__ABOUT THIS TASK__:
Go over the records and copy every line with the string "road".

** EXTRACTED MATERIAL follows **

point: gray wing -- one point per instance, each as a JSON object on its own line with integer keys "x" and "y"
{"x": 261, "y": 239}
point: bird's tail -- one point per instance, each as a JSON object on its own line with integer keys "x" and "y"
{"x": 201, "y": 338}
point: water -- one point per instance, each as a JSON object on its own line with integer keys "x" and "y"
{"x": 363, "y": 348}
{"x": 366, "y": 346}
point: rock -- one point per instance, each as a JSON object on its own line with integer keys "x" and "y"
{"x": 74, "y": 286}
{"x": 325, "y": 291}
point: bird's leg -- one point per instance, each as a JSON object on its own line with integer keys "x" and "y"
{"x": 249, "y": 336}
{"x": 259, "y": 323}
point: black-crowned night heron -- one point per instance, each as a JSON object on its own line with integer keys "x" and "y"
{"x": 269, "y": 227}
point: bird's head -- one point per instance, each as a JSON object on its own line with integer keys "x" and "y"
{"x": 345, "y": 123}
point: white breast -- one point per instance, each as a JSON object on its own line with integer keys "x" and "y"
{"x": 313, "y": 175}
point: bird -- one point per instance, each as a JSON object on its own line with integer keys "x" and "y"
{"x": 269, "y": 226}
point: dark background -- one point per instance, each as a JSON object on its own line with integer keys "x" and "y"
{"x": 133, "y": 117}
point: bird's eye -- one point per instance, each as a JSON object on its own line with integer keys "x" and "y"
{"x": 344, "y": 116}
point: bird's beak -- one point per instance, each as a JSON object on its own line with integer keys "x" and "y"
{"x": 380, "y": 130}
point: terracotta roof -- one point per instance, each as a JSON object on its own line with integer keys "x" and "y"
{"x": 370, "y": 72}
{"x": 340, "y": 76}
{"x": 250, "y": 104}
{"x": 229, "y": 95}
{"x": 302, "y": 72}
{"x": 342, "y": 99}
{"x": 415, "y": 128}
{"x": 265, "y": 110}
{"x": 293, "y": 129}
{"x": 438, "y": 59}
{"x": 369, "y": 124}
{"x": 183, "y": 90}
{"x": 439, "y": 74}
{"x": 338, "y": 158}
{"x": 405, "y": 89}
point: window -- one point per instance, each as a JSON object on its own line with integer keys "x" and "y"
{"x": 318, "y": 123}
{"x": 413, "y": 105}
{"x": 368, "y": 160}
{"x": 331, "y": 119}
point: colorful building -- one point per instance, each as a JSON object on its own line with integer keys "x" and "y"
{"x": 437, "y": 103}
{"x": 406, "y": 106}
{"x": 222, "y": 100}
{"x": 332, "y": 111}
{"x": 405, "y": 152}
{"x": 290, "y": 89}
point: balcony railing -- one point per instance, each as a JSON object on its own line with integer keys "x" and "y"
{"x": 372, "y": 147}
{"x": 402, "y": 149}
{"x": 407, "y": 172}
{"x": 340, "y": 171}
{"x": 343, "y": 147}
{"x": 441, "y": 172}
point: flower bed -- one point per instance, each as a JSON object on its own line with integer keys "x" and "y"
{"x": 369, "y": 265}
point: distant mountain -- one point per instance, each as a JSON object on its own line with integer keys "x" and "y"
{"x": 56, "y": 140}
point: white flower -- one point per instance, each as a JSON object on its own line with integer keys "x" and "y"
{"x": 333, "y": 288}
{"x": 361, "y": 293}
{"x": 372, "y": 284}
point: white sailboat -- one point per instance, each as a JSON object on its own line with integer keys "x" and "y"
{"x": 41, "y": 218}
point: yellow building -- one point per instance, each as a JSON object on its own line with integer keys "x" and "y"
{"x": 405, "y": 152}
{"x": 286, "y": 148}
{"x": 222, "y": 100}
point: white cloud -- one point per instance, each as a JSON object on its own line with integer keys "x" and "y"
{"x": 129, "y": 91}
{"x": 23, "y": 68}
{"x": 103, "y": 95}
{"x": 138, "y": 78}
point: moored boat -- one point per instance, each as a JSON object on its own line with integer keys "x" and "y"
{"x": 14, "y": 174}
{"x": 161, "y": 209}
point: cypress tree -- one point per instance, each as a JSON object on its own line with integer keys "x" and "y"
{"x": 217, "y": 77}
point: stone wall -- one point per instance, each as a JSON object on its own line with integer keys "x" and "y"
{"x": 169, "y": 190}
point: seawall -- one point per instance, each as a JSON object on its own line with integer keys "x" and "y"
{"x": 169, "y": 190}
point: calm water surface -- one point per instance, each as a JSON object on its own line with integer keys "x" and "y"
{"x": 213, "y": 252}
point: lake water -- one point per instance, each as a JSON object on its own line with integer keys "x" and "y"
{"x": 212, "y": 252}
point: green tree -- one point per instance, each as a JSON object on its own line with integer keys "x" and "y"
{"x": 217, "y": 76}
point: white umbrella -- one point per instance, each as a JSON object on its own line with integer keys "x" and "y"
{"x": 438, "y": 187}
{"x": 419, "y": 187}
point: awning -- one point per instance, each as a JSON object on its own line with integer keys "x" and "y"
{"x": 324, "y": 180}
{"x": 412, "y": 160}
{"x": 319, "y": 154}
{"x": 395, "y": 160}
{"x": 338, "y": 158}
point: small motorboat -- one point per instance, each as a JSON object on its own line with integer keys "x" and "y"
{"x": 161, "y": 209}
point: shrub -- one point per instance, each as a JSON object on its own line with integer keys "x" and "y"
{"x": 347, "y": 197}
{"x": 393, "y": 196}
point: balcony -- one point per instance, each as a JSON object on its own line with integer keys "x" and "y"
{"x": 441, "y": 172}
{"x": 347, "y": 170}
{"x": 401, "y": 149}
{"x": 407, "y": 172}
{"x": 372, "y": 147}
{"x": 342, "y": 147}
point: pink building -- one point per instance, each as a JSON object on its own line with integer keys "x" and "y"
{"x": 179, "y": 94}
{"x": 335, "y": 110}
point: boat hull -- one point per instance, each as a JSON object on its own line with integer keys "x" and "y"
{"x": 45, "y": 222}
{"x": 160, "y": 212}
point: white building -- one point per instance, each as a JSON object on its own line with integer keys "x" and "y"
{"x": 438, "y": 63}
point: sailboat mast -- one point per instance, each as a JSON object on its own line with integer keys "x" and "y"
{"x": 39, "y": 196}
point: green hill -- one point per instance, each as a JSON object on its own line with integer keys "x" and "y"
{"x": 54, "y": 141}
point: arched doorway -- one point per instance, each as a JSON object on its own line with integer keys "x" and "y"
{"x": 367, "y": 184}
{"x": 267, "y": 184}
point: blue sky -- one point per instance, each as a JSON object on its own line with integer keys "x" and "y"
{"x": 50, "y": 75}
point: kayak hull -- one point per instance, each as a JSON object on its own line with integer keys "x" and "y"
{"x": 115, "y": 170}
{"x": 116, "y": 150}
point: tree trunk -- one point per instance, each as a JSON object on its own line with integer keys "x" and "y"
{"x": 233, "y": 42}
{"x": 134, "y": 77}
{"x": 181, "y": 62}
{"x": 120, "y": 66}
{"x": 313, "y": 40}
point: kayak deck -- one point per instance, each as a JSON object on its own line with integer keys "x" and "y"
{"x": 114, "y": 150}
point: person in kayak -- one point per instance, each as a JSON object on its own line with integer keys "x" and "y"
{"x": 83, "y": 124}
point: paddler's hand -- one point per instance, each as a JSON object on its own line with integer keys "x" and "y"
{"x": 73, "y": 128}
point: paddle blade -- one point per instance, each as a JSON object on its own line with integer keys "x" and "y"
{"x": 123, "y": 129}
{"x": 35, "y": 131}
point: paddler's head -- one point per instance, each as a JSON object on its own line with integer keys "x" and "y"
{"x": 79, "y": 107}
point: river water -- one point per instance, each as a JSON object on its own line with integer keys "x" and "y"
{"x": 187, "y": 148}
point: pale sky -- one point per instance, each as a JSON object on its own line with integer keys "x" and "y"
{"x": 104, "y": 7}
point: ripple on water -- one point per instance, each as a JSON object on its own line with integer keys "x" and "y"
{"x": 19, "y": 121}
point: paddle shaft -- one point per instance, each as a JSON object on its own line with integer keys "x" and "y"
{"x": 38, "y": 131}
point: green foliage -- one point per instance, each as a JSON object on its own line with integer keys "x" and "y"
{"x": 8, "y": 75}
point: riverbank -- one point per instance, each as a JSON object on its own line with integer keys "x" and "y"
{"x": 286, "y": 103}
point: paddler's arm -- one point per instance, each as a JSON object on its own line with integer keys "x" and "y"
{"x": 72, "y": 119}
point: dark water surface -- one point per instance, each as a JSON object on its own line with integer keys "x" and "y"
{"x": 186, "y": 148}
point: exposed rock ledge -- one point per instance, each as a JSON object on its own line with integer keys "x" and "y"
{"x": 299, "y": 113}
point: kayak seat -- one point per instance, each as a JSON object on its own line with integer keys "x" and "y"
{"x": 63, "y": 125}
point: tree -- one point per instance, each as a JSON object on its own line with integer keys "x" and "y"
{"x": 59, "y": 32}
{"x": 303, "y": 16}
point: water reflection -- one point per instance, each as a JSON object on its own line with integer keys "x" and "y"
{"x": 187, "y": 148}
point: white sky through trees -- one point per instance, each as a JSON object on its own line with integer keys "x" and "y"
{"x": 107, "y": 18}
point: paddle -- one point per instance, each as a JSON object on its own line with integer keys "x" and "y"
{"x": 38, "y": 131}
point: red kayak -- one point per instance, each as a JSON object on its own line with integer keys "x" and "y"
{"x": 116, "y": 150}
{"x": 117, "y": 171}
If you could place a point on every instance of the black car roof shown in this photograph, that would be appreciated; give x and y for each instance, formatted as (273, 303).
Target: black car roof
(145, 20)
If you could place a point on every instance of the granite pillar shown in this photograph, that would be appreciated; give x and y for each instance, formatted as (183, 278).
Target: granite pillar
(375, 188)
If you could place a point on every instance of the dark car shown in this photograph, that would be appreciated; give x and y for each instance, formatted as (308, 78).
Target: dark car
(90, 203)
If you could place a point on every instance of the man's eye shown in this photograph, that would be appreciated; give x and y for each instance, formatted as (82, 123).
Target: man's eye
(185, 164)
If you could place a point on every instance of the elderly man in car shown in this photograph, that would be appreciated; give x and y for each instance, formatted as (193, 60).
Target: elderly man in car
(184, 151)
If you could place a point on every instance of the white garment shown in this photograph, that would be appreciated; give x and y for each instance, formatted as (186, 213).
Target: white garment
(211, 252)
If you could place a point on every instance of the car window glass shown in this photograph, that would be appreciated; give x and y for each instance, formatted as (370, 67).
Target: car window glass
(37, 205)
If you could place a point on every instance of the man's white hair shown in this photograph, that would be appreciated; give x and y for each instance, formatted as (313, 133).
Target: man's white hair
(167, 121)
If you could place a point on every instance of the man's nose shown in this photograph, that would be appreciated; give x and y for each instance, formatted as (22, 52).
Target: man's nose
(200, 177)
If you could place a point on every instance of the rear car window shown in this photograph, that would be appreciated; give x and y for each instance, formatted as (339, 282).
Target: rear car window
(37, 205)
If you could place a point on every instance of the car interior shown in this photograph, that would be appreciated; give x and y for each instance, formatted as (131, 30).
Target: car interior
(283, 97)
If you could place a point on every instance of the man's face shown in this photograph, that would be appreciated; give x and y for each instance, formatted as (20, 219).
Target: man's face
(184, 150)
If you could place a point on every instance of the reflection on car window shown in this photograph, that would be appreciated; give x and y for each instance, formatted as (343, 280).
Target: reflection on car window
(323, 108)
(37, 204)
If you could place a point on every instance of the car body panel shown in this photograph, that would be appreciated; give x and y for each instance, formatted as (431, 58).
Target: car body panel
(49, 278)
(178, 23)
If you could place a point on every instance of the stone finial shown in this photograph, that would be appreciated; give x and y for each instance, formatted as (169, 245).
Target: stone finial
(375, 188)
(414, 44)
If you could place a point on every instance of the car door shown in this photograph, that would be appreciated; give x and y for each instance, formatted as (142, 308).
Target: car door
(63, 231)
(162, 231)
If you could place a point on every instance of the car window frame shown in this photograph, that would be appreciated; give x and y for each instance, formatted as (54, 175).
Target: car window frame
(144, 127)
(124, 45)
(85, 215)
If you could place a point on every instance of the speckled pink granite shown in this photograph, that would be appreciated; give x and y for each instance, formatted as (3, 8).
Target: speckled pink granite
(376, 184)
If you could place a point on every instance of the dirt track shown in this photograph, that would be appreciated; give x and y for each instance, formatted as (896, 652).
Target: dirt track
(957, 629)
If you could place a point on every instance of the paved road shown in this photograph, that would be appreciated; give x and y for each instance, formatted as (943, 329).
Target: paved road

** End of EXTRACTED MATERIAL **

__YOUR SOLUTION__:
If you could place a point on every instance of the paved road shown in this photograph, that would be appreciated; give x and y for each instance, formatted as (943, 329).
Target: paved road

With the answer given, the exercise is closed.